:: Kaynaktan Alıntı ::
Savunma
demek,özgürlük demektir.
Savunma
olmadan, özgürlükler asla olamaz.
Savunma,
özgürlüklerin sigortasıdır.
Savunma,
yargının; iddia,savunma ve karar makamlarından oluşan üç kurucu
unsurundan biridir.
Yargıda,
savunma makamını, avukatlar temsil ederler ve Türkiye Barolar
Birliği de, avukatların en üst meslek kuruluşudur.
Bu önemi
nedeniyle, Türkiye Barolar Birliği Başkanı, yargının kurucu
unsuru olan savunmayı temsilen, yargının açılış yılı
törenlerinin doğal davetlisi ve konuşmacısıdır. Bu konuda
oluşmuş ve oturmuş ve teamül haline gelmiş bir uygulama vardır.
Türkiye
Cumhuriyeti; pratiğe tam olarak geçirilememiş olsa da, o
beğenilmeyen 1982 Anayasasına göre dahi, en azından, demokratik
bir hukuk devleti olduğunu iddia eden bir devlettir.
Demokrasiler,
haddini bilme ve birbirine tahammül edebilme rejimidir. Demokrasinin
erdemi de, bu özelliğinden gelmektedir.
Demokrasilerde,
halkın oyuyla seçilen ve sandıktan çıkan, Cumhurbaşkanı,
Başbakan, Bakan, Milletvekili, her ne olursan ol, haddini bilmek ve
yargının bağımsızlığına, Anayasal kurumlara ve onların
başkanlarına tahammül etmek ve saygı göstermek, herkesin en
başta gelen görevidir.
Cumhurbaşkanının,
Başbakanın ve Bakanların, her ne olursa olsun hiçbir kişinin,
ayrı ve bağımsız bir erk olan ve millet adına yargı yetkisini
kullanan Yargı organının yeni adli yıl açılış törenine,
Türkiye Barolar Birliği Başkanı gelir ve konuşma yaparsa ben
katılmam demeye, hakkı, yetkisi ve haddi yoktur. Bu hak ve yetkinin
kendisinde bulunduğunu zanneden ve düşünen bir kişinin,
demokraside yeri yoktur.Böyle düşünen bir kişi, şuur altında
diktatörlük özlemi taşıyan bir ruh haline sahip sayılmalıdır.

Veri kayıtları:

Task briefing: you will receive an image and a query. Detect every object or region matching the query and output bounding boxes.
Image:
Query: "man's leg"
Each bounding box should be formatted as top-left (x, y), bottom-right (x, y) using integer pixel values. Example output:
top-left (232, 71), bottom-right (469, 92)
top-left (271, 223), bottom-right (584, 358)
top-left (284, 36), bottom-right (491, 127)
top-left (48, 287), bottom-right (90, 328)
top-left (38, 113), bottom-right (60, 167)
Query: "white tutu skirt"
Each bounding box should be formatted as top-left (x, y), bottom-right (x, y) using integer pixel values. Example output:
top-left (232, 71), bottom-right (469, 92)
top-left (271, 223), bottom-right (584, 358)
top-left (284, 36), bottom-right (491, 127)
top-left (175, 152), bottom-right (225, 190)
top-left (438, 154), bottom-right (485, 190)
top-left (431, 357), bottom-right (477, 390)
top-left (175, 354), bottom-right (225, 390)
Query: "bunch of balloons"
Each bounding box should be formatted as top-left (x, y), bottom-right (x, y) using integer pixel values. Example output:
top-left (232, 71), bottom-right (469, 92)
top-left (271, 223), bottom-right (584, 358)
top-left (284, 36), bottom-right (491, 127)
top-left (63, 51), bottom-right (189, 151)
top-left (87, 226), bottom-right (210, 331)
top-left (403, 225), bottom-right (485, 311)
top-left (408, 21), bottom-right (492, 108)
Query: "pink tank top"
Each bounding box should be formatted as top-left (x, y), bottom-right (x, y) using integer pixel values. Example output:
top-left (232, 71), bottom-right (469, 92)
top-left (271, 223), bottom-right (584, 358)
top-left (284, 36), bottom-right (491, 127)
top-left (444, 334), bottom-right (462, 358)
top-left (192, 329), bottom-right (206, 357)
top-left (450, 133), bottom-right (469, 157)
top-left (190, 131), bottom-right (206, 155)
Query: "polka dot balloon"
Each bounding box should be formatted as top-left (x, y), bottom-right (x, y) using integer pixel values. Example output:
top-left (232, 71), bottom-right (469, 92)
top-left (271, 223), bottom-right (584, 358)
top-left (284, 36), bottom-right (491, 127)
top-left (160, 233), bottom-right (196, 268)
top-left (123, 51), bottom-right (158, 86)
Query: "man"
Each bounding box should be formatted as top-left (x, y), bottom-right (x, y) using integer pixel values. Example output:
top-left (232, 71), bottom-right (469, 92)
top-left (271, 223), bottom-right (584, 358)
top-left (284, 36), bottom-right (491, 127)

:: Yapılacak İş ::
Savunmanın önemi ve yargı bağımsızlığı üzerine yazıyı son cümlesinin ardından sürdürün.

:: Yanıt Aşağıda ::
Gelelim işin
acı olan diğer yanına.
Şu anda,
Başbakan mı, Cumhurbaşkanı mı, AKP Genel Başkanı mı, ya da
her üçü mü, ne olduğu belli olmayan ve kendisine sorulan bir
soru üzerine; “Türkiye Barolar Birliği Başkanının gelip
konuşma yapması halinde, ben adli yıl açılış törenine
katılmam” diyerek bağımsız yargıya meydan okuyan Tayyip
Bey'in, bu haddini bilmeyen, yargının bağımsızlığına,
savunmaya ve düşünce özgürlüğüne tahammül edemeyen,
demokrasi dışı çıkışını ciddiye alıp, konunun yeniden
görüşülerek tartışılması ve nihai bir karara varılması için
Yargıtay Başkanlar Kurulunu toplantıya çağırarak, demokrasimiz
ve yargının bağımsızlığı adına, çok tehlikeli ve riskli bir
yolu denemeye kalkışan Yargıtay 1.Başkanının bu tutumunun,
asla kabul edilemez ve yargının bağımsızlığını ve itibarını
hiçe sayan, antidemokratik bir davranış olduğunu belirtmek
zorundayız.
Şükür ki,
konuyu yeniden değerlendiren Yargıtay Başkanlar Kurulu, oy çokluğu
ile de olsa, doğru ve demokratik bir yaklaşımla, Türkiye Barolar
Birliği Başkanının, 1.Eylül.2014 de Yargıtayda yapılacak olan
adli yıl açılış töreninde konuşma yapabileceğine karar
vererek, bu konuda var olan teamülün devam etmesinin önündeki
Tayyip ERDOĞAN engelini aşabilmiştir.
Ya aksi
olsaydı, bu konuda yeni bir karar almak üzere toplantıya çağırılan
Yargıtay Başkanlar Kurulundan, oy çokluğuyla da olsa, aksi bir
karar çıksa ve Tayyip Bey'in keyfi ve şahsi kaprisleri yüzünden,
yargının bağımsızlığı ve demokrasinin kuralları hiçe
sayılarak, Türkiye Barolar Birliği Başkanının adli yıl açılış
töreninde konuşma yapmasının önü kapatılsaydı neler olurdu,
hiç düşündünüz mü?
Biz, bu
ihtimali düşünmek dahi istemiyoruz. O taktirde, Yasama ve
Yürütmeden bağımsız bir yargının varlığından, yargıya olan
güvenden, savunma hakkının ve savunma hakkının teminatı
altındaki özgürlüklerin varlığından bahsedilebilir miydi?
Her şeyden de
önemlisi, milletimizin, “acaba biz emin adımlarla bir
diktatörlüğe doğru mu ilerliyoruz” ciddi korku ve şüphesine
kapılmasına yol açılmaz mıydı?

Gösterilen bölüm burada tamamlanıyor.